■ FRAGMENTO PROPORCIONADO
_____
(En El nuevo teatro norteamericano, Franck Jotterand, dedica una sección a los yippies y, tras un breve repaso a la acción en la Bolsa de Nueva York y la contracumbre de Chicago, se centra en la teatralización que los yippies Abbie Hoffman y Jerry Rubin hicieron del posterior juicio conocido como los Ocho de Chicago; la edición española de la que sacamos este fragmento es de Barral Editores, 1971, con traducción de Jordi Marfá)
Los Ocho de Chicago. Rubin y Hoffman son los dos primeros de la fila superior. |
Un día, una lluvia de billetes cayó
sobre la Bolsa de Nueva York, desde lo alto de la galería reservada
a los visitantes. Los agentes de bolsa, que jugaban con millones de
dólares, se peleaban como carreteros para coger uno o dos puñados:
"¡Mirad! ¡Norteamérica está loca!", gritaba un joven
con largas greñas, autor de este 'event'. Era Abbie Hoffman, uno de
los creadores del Youth International Party (Partido Internacional de
la Juventud) fundado a principios de 1968 y más conocido con el
nombre de YIP (sus afiliados son los yippies; "Y" es,
asimismo, el símbolo de la paz: representa a un hombre con los
brazos en alto). Hoffman, expulsado del Stock Exchange, regresó
algunos días después y quemó un billete de veinte dólares sobre
la acera de Wall Street. La policía tuvo que intervenir para
prevenir un tumulto. A partir de entonces la galería de los
visitantes está cerrada por un cristal y los yippies han adquirido
una celebridad internacional gracias al proceso de Chicago, que
finalizó con su puesta en libertad provisional, bajo fianza, después
de varios meses de happenings y espectáculos diversos. "Nuestro
movimiento es teatro guerrillero -dice Jerry Rubin, uno de los
líderes yippies-. Nuestras tácticas son las crisis, las sorpresas,
los efectos teatrales, los cambios brutales en los sistemas de
referencias." Estos juegos son peligrosos, incluso en un país
democrático. El año pasado Jerry Rubin decía: "Si seguimos
actuando de esta forma pronto seremos encarcelados o asesinados. Si
reducimos la velocidad de nuestro movimiento acabaremos en el pellejo
de los buenos liberales. ¡Qué elección: la cárcel, la muerte o el
liberalismo!".
_____
■ DATOS PROPORCIONADOS
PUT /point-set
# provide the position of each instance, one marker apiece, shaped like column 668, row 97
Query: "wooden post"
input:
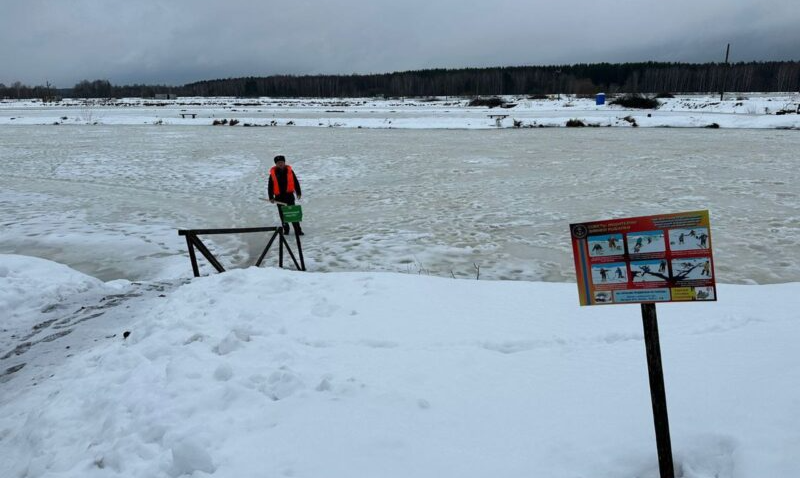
_____
■ PROBLEMAS Y TAREAS
1. En el fragmento sobre los yippies, ¿cuándo se fundó el Youth International Party?
2. En el fragmento sobre los yippies, sustituye "contracumbre" por "contraconvención" y reproduce el texto desde "(En El nuevo" hasta "de Jordi Marfá)", ambos incluidos.
3. Traduce al inglés esta oración del fragmento sobre los yippies: "Estos juegos son peligrosos, incluso en un país democrático."

■ LISTA DE SOLUCIONES
1. A principios de 1968.

2.
(En El nuevo teatro norteamericano, Franck Jotterand, dedica una sección a los yippies y, tras un breve repaso a la acción en la Bolsa de Nueva York y la contraconvención de Chicago, se centra en la teatralización que los yippies Abbie Hoffman y Jerry Rubin hicieron del posterior juicio conocido como los Ocho de Chicago; la edición española de la que sacamos este fragmento es de Barral Editores, 1971, con traducción de Jordi Marfá)

3. These games are dangerous, even in a democratic country.